▶ Set task: Update the material from its first line through the line containing "column 1125, row 240" by replacing "metal handrail" with "steel railing" and changing nothing else. Give back only those lines.

▶ Data shown:
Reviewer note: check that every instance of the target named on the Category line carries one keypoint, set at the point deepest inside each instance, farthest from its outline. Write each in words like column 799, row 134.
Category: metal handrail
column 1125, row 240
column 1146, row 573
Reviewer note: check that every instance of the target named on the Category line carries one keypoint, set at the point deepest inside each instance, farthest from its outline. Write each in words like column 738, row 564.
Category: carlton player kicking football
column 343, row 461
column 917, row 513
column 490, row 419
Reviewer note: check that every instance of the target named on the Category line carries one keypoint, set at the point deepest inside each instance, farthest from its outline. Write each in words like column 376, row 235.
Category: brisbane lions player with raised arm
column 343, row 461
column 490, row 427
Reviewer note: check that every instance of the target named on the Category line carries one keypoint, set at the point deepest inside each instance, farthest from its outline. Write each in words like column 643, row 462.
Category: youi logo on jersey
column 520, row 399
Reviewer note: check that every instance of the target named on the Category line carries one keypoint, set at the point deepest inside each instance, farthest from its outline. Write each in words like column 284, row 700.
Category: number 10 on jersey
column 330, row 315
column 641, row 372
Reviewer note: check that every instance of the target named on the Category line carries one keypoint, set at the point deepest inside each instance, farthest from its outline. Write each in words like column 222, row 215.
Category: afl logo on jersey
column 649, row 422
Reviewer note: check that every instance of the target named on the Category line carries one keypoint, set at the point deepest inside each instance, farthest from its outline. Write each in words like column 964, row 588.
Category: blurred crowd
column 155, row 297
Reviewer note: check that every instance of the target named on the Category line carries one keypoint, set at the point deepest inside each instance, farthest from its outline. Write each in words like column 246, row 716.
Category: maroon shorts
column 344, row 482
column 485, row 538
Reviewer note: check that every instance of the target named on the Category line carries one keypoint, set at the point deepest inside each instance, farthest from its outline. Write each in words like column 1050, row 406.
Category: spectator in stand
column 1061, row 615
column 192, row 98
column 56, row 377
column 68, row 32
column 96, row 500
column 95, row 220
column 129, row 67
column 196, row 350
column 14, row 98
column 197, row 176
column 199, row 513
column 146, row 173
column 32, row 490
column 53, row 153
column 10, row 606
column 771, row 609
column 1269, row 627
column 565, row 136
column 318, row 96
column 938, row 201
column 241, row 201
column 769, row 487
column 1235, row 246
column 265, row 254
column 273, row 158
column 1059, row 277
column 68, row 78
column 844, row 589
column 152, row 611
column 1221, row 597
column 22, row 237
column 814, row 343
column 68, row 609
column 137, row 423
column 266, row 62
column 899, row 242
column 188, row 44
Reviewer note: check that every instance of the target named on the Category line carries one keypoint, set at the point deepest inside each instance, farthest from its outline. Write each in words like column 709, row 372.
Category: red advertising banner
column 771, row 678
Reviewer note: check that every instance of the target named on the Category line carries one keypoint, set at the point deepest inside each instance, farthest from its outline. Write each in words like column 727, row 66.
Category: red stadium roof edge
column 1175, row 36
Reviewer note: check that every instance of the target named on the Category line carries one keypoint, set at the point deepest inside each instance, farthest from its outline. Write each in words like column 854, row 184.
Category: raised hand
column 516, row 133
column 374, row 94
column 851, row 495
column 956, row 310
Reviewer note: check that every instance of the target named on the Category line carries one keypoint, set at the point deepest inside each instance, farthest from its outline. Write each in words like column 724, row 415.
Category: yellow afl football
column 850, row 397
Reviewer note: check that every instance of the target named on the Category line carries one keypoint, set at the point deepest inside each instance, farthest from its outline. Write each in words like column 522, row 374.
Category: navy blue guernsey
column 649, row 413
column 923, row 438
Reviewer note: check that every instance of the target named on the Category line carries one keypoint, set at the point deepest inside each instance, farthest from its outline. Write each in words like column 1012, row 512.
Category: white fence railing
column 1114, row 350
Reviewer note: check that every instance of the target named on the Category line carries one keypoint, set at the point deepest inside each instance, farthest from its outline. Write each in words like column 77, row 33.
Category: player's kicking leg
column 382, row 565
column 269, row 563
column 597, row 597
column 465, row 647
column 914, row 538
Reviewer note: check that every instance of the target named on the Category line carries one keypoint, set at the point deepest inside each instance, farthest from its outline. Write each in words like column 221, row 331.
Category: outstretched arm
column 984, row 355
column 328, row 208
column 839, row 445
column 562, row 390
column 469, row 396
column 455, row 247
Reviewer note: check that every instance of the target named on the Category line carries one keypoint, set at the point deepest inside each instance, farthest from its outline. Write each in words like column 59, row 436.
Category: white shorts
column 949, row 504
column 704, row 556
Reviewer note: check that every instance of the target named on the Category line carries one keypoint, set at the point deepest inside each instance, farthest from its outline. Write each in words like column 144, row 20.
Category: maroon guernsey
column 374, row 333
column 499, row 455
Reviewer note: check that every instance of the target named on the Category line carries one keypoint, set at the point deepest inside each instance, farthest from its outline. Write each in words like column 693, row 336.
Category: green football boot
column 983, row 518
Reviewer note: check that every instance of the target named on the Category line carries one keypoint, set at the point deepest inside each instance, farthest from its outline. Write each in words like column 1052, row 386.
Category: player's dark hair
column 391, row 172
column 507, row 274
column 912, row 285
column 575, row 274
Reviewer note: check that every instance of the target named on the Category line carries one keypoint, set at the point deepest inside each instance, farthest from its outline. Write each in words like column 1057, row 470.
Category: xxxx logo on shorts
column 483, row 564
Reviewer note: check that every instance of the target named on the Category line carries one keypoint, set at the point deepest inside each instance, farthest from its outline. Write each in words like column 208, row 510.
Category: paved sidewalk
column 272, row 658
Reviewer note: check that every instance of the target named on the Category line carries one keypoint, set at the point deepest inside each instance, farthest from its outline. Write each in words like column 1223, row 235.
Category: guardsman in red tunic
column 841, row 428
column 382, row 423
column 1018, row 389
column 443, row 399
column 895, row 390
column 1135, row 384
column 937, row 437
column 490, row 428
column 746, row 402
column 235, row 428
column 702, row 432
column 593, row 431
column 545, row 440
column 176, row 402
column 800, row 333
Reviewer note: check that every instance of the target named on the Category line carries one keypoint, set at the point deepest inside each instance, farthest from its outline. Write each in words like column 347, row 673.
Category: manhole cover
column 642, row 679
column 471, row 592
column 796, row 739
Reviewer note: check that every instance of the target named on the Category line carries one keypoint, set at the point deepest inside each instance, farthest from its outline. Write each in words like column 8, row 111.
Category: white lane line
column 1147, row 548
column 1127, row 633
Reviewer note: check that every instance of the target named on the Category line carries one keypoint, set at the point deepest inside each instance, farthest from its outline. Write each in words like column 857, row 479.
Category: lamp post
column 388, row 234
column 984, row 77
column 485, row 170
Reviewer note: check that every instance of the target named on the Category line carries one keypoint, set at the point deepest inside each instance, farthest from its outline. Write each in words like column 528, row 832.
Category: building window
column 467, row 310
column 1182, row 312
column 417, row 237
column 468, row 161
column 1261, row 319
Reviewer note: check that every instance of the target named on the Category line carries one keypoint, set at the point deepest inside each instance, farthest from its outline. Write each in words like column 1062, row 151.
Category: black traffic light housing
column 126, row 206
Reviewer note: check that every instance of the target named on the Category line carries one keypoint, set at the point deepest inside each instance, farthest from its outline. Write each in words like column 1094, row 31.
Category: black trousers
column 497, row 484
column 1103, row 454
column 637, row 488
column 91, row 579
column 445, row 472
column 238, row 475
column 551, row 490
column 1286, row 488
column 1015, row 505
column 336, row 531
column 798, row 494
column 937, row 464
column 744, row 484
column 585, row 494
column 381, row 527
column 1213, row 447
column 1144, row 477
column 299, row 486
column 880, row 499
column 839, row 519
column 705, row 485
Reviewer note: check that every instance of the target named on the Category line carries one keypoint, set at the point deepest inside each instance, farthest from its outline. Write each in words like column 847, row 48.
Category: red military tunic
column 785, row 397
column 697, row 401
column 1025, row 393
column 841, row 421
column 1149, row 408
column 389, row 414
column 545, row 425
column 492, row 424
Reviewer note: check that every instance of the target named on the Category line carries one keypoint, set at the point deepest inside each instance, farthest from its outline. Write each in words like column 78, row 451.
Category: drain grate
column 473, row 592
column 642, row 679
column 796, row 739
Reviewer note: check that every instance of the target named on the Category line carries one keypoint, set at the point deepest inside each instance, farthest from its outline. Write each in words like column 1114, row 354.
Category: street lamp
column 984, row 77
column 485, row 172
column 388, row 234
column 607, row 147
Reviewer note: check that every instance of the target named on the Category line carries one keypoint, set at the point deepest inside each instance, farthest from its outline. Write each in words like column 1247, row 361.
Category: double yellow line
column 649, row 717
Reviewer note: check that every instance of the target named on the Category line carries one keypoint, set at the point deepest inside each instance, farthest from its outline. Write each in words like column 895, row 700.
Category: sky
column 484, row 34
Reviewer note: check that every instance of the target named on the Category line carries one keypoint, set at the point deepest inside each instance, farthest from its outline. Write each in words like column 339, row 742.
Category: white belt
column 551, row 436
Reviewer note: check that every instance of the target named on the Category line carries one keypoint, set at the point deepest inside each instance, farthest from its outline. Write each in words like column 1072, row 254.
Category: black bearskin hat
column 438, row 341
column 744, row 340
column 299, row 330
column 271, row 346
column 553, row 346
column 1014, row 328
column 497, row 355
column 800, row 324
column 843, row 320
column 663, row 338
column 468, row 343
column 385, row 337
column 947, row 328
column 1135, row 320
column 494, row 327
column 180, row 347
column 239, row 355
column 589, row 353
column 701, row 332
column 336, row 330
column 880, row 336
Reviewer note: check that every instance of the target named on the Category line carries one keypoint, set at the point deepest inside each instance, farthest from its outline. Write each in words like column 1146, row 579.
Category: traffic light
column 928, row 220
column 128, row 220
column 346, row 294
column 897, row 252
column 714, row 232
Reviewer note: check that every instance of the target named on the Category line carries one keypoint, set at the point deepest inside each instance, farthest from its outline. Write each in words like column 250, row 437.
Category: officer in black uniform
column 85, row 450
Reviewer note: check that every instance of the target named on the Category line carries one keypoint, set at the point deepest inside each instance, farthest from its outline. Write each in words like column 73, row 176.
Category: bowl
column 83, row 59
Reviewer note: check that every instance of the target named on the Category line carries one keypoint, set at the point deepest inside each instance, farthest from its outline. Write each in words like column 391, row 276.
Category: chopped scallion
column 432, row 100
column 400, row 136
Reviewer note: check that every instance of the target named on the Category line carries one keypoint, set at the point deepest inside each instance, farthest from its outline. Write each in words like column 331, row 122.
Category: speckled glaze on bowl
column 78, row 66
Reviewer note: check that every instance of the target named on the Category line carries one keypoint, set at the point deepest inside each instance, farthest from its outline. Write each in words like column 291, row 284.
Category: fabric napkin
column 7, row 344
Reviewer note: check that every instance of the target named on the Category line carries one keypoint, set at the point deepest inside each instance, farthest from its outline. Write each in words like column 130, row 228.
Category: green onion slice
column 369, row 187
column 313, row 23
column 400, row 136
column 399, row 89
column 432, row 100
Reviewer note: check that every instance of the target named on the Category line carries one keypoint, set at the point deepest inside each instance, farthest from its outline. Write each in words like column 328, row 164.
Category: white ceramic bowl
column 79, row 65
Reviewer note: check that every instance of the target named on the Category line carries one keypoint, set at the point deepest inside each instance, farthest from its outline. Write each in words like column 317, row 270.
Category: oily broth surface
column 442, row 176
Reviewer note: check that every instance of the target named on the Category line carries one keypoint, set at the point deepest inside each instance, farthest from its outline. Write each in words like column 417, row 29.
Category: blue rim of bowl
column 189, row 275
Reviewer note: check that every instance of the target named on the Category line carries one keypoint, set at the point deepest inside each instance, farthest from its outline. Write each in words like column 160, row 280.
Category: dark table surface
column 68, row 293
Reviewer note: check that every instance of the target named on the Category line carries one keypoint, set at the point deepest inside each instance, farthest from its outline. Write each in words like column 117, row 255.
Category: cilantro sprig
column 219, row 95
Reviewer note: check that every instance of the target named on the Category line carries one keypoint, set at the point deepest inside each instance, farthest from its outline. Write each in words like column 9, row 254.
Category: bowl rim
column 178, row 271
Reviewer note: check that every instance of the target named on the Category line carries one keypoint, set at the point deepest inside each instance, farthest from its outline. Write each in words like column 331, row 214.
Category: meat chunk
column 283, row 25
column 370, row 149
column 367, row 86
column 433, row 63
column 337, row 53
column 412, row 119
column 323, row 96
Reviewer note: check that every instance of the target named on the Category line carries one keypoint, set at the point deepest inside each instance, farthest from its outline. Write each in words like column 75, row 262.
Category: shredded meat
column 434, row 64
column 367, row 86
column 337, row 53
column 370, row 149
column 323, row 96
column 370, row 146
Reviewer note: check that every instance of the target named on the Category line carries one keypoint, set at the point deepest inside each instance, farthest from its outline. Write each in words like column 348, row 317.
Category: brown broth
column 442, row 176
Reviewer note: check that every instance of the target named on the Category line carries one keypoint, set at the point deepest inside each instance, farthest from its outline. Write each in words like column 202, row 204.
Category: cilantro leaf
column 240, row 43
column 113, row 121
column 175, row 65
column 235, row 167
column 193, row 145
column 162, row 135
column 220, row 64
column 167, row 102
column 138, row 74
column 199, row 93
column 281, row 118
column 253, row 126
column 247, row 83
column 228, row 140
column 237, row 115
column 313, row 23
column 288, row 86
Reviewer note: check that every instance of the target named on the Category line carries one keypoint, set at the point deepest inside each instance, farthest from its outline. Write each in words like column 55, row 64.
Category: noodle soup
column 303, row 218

▶ Exercise output:
Reviewer note: check that every instance of the target named on the Category line carries one keypoint, set at the point deepest inside each instance, farthest from its outline. Write each in words like column 799, row 134.
Category: steel railing
column 1125, row 240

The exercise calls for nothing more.